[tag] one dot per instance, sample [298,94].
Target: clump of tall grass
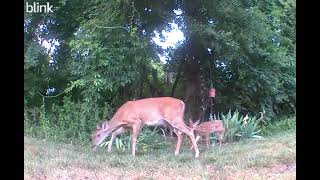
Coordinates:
[241,127]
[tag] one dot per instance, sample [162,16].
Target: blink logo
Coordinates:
[38,8]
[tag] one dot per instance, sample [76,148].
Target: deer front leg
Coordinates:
[197,139]
[135,132]
[221,137]
[114,135]
[207,140]
[179,137]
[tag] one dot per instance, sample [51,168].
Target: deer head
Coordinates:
[192,124]
[100,134]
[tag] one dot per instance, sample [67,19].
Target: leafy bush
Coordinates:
[70,122]
[281,124]
[241,127]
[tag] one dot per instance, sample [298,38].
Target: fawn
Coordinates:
[207,128]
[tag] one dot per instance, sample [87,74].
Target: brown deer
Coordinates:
[134,115]
[206,128]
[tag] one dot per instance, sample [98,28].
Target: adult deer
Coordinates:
[206,128]
[151,111]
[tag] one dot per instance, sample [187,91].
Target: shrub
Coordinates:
[241,127]
[69,122]
[279,125]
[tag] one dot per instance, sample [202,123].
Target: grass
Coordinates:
[271,157]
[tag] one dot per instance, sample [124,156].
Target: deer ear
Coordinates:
[105,125]
[99,126]
[190,121]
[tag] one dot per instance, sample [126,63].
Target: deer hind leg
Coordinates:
[179,140]
[179,124]
[207,140]
[221,137]
[136,128]
[197,139]
[121,130]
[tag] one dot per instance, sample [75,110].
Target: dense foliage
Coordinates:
[104,56]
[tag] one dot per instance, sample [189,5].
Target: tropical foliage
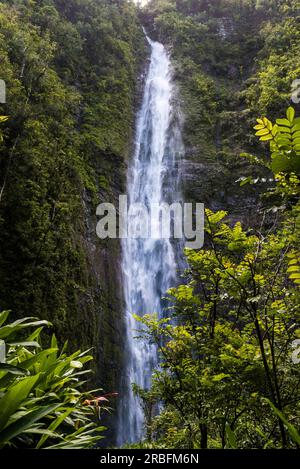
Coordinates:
[41,404]
[227,377]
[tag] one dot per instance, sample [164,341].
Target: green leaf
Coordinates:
[25,422]
[14,397]
[290,114]
[291,429]
[14,370]
[284,122]
[230,437]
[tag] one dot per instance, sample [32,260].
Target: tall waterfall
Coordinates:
[149,265]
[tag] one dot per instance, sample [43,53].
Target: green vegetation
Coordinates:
[41,405]
[233,60]
[70,69]
[227,377]
[73,72]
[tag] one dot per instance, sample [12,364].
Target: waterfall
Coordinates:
[149,265]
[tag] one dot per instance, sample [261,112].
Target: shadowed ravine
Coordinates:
[149,265]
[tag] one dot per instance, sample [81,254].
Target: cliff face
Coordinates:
[72,74]
[229,69]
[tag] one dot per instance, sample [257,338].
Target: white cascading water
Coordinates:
[149,265]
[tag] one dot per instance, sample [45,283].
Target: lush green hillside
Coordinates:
[233,61]
[71,73]
[74,72]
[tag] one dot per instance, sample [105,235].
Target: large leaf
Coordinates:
[14,397]
[25,422]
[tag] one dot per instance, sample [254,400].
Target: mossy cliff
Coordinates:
[72,76]
[230,68]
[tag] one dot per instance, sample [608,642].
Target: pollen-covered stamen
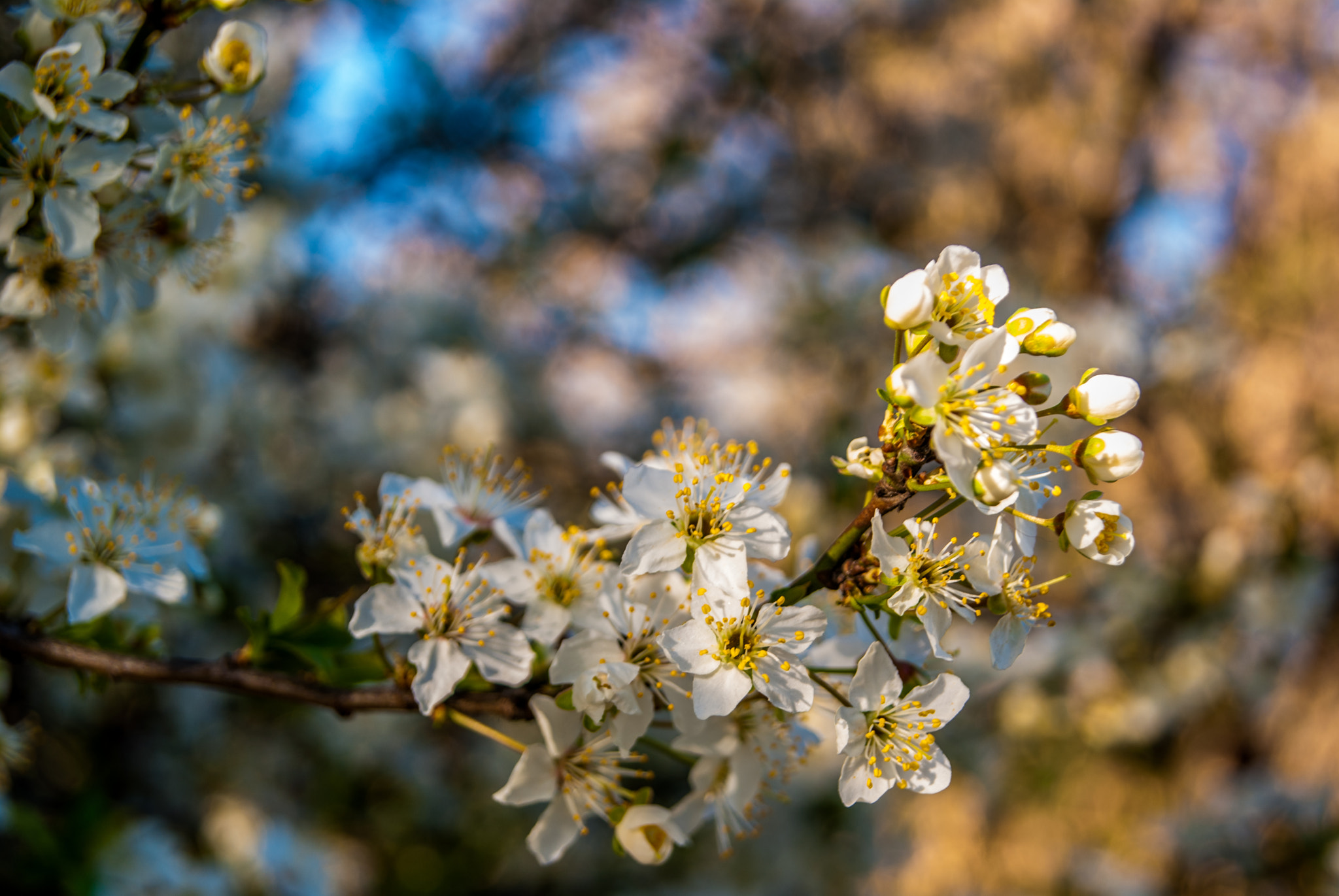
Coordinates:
[900,733]
[212,154]
[591,777]
[963,306]
[484,486]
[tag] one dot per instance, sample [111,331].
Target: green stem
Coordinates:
[135,56]
[873,630]
[828,688]
[664,749]
[479,727]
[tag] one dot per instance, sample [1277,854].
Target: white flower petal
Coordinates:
[553,833]
[441,665]
[94,591]
[71,216]
[945,695]
[876,682]
[535,778]
[560,727]
[784,681]
[858,784]
[932,776]
[720,691]
[168,586]
[387,610]
[655,548]
[504,658]
[690,647]
[762,531]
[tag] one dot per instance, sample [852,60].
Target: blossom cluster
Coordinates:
[674,610]
[113,176]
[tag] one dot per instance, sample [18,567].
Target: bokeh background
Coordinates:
[547,224]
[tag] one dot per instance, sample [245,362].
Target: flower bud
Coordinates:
[1100,531]
[995,481]
[649,835]
[898,388]
[1036,389]
[861,461]
[1027,320]
[236,61]
[1050,340]
[1110,456]
[1104,398]
[908,303]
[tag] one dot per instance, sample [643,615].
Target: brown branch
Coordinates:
[18,639]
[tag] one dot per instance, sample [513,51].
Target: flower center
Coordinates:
[560,588]
[1109,533]
[236,58]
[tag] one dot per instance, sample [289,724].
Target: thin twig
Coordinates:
[828,688]
[16,639]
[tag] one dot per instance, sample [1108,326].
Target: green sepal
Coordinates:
[288,608]
[922,416]
[895,625]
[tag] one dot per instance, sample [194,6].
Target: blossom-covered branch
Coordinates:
[18,639]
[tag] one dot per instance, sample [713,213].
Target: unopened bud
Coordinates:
[908,303]
[995,481]
[1110,456]
[1050,340]
[236,61]
[1034,388]
[1028,320]
[1104,398]
[898,388]
[861,461]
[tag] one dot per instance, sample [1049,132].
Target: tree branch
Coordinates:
[16,639]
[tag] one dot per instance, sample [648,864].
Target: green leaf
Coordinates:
[288,608]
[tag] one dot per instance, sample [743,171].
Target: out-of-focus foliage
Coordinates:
[547,225]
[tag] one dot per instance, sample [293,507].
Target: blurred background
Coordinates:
[548,224]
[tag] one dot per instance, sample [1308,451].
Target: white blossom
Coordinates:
[1104,398]
[556,574]
[460,620]
[861,461]
[927,582]
[992,569]
[967,413]
[618,659]
[109,552]
[575,772]
[733,646]
[649,833]
[479,493]
[236,61]
[889,740]
[1110,456]
[909,303]
[1100,531]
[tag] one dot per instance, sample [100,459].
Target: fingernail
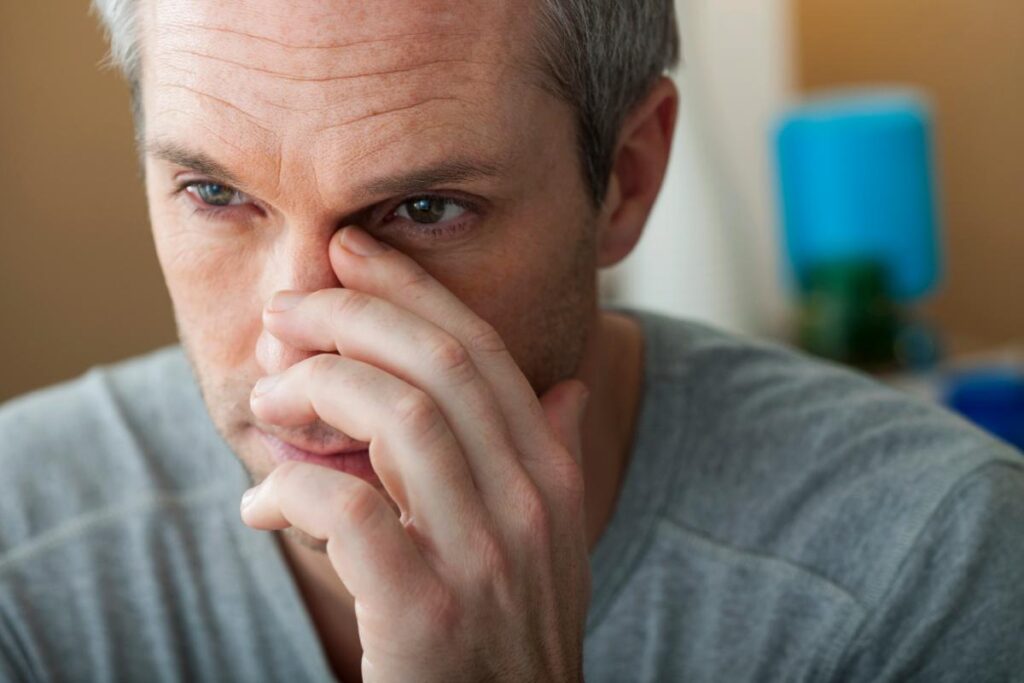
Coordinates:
[265,384]
[359,243]
[285,301]
[249,497]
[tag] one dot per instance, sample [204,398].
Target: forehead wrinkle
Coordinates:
[322,79]
[394,110]
[314,46]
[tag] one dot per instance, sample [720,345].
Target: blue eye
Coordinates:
[216,195]
[428,210]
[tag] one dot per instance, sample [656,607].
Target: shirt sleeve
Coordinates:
[955,608]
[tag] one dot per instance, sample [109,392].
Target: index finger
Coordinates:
[391,274]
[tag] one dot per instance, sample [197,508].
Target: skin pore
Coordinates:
[300,124]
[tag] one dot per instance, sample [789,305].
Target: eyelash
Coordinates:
[423,229]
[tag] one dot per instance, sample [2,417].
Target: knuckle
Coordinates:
[414,276]
[417,413]
[443,612]
[569,482]
[346,303]
[322,364]
[356,505]
[535,518]
[452,358]
[482,338]
[495,561]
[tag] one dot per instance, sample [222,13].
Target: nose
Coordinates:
[299,261]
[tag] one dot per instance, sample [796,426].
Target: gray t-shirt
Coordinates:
[780,520]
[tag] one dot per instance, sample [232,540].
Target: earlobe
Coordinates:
[641,160]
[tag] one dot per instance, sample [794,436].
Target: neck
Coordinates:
[611,368]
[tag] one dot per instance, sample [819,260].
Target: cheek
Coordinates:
[212,281]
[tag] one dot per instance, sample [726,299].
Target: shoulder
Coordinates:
[117,438]
[786,458]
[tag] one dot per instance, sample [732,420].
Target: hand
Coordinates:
[485,574]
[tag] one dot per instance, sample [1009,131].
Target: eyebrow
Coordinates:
[197,161]
[418,180]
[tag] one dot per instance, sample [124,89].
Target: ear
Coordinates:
[640,161]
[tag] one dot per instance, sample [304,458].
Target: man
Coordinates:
[380,225]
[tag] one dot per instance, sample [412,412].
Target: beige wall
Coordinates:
[80,285]
[79,280]
[970,55]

What is expected = Everything in the material above should be reproduced exactly, except the pictures.

Task output =
[tag] one dot per instance, sample [298,94].
Target: clump of tall grass
Coordinates:
[241,127]
[tag] one dot per instance, sample [162,16].
Target: blink logo
Coordinates:
[38,8]
[tag] one dot per instance, sample [76,148].
Target: deer front leg
Coordinates:
[197,139]
[135,132]
[221,137]
[114,135]
[207,140]
[179,137]
[tag] one dot per instance, sample [51,168].
Target: deer head
Coordinates:
[192,124]
[100,134]
[tag] one dot per instance, sample [67,19].
Target: leafy bush
Coordinates:
[70,122]
[281,124]
[241,127]
[tag] one dot per instance, sample [298,38].
Target: fawn
Coordinates:
[207,128]
[tag] one dot per instance, sample [87,74].
Target: brown deer
Coordinates:
[134,115]
[206,128]
[tag] one dot per instance, sample [98,28].
Target: adult deer
Coordinates:
[206,128]
[151,111]
[tag] one dot per instance, sample [187,91].
Target: shrub
Coordinates:
[241,127]
[69,122]
[279,125]
[tag] one dot per instance, sample [202,123].
Target: grass
Coordinates:
[271,157]
[tag] one dot per instance, sample [124,156].
Target: deer ear
Coordinates:
[105,125]
[99,126]
[190,121]
[tag] one dot per instance, sample [126,63].
Target: deer hind leg
Coordinates:
[179,140]
[179,124]
[207,140]
[221,137]
[136,128]
[197,139]
[121,130]
[tag] one dot per instance, sample [75,110].
Target: dense foliage
Coordinates:
[104,56]
[tag] one dot per instance, sample [189,5].
Target: tropical foliage
Coordinates:
[41,404]
[227,377]
[tag] one dot per instance, sample [164,341].
Target: green leaf
Coordinates:
[25,422]
[14,397]
[290,114]
[291,429]
[14,370]
[284,122]
[230,437]
[tag] one dot per instance, sample [32,260].
Target: tall waterfall
Coordinates:
[149,265]
[tag] one dot per instance, sample [43,53].
Target: green vegetation
Coordinates:
[41,405]
[233,60]
[70,69]
[227,377]
[73,72]
[tag] one dot per instance, sample [12,364].
Target: waterfall
Coordinates:
[149,265]
[tag] one dot per instance, sample [261,112].
Target: shadowed ravine
Coordinates:
[149,265]
[tag] one dot per instance, sample [81,254].
Target: cliff face
Coordinates:
[72,74]
[229,69]
[tag] one dot per instance, sample [257,338].
Target: white cascading water
Coordinates:
[149,265]
[tag] one dot per instance, sample [45,283].
Target: lush green hillside
Coordinates:
[233,61]
[71,73]
[74,72]
[tag] one dot per instance, sample [105,235].
Target: large leaf
Coordinates:
[14,397]
[25,422]
[tag] one dot per instance, sample [254,400].
Target: mossy cliff
Coordinates:
[72,76]
[230,68]
[tag] one dot per instance, sample [608,642].
Target: pollen-covered stamen
Coordinates:
[900,733]
[212,154]
[591,777]
[963,306]
[484,486]
[tag] one dot per instance, sample [111,331].
Target: green stem
Coordinates:
[135,56]
[873,630]
[828,688]
[664,749]
[479,727]
[tag] one dot per instance, sample [1277,854].
Target: white flower petal
Coordinates:
[553,833]
[441,665]
[94,591]
[71,216]
[945,695]
[876,682]
[535,778]
[560,727]
[784,681]
[858,784]
[932,776]
[720,691]
[168,586]
[387,610]
[655,548]
[504,658]
[690,647]
[762,531]
[tag] one dot per instance, sample [852,60].
Target: blossom cluster
Coordinates:
[674,610]
[113,176]
[tag] one dot per instance, sample [18,567].
Target: bokeh background
Coordinates:
[547,224]
[tag] one dot per instance, sample [245,362].
Target: flower bud
Coordinates:
[1100,531]
[995,481]
[649,835]
[898,388]
[1036,389]
[861,461]
[1027,320]
[236,61]
[1050,340]
[1110,456]
[1104,398]
[908,303]
[tag] one dot per instance, sample [643,615].
Target: brown branch
Coordinates:
[18,639]
[tag] one dot per instance, sample [513,51].
Target: flower center
Coordinates:
[560,588]
[1109,533]
[236,58]
[tag] one dot per instance, sample [289,724].
Target: thin twig
Coordinates:
[828,688]
[16,639]
[tag] one dot per instance, sample [1108,326].
Target: green sepal
Coordinates:
[288,608]
[922,416]
[895,625]
[tag] one dot per instance, sample [194,6].
Target: blossom-covered branch
Coordinates:
[18,639]
[tag] one dot per instance, sample [713,213].
Target: unopened bud
Coordinates:
[908,303]
[995,481]
[1110,456]
[1050,340]
[236,61]
[1034,388]
[1028,320]
[1104,398]
[898,388]
[861,461]
[tag] one dot per instance, sample [1049,132].
Target: tree branch
Coordinates:
[16,639]
[tag] one dot per instance, sample [648,864].
Target: green leaf
Coordinates:
[288,608]
[tag] one dot per instance, sample [743,171].
Target: out-of-focus foliage
Coordinates:
[547,225]
[tag] one dot per instance, sample [293,507].
Target: blurred background
Coordinates:
[548,224]
[tag] one dot per instance, sample [1308,451].
Target: white blossom
Coordinates:
[1104,398]
[556,574]
[460,620]
[861,461]
[927,582]
[992,569]
[967,413]
[618,659]
[109,552]
[575,772]
[733,646]
[649,833]
[479,493]
[236,61]
[889,740]
[1110,456]
[909,303]
[1100,531]
[tag] one dot per instance, sample [100,459].
Target: fingernail
Coordinates:
[265,384]
[359,243]
[285,301]
[249,497]
[tag] one dot per instance, sample [204,398].
Target: forehead wrinkle
Coordinates:
[322,79]
[394,110]
[314,46]
[tag] one dot per instance, sample [720,345].
Target: blue eye
Coordinates:
[216,195]
[428,210]
[tag] one dot per instance, sample [656,607].
Target: shirt sleeve
Coordinates:
[955,608]
[tag] one dot per instance, sample [109,392].
Target: index finger
Coordinates:
[391,274]
[tag] one dot per instance, sample [197,508].
Target: skin pore
Coordinates:
[300,124]
[tag] one dot per instance, sample [789,305].
Target: eyelash
Coordinates:
[423,229]
[tag] one dot per instance, sample [2,417].
Target: knuckle
Coordinates:
[414,276]
[417,413]
[443,612]
[569,482]
[346,303]
[322,364]
[356,505]
[535,518]
[452,358]
[482,338]
[495,561]
[tag] one dot per instance, sample [222,13].
Target: nose
Coordinates:
[299,261]
[tag] one dot per instance, sample [796,426].
Target: gray t-shirt
Coordinates:
[780,520]
[tag] one dot per instance, sample [232,540].
Target: earlobe
Coordinates:
[641,160]
[tag] one dot per instance, sample [794,436].
Target: neck
Coordinates:
[611,368]
[tag] one dot per instance, sample [819,260].
Target: cheek
Coordinates:
[212,281]
[tag] one dot per instance, sample [726,299].
Target: shoulder
Coordinates:
[117,438]
[786,458]
[tag] one dot per instance, sample [732,420].
Target: hand
Coordinates:
[485,574]
[tag] one dot per instance, sample [1009,131].
Target: eyebrow
Coordinates:
[197,161]
[418,180]
[tag] one dot per instance, sample [124,89].
Target: ear
Coordinates:
[640,161]
[tag] one dot per instance, sample [304,458].
Target: man
Coordinates:
[380,225]
[tag] one dot per instance, sample [412,412].
Target: beige wall
Coordinates:
[80,285]
[79,280]
[970,55]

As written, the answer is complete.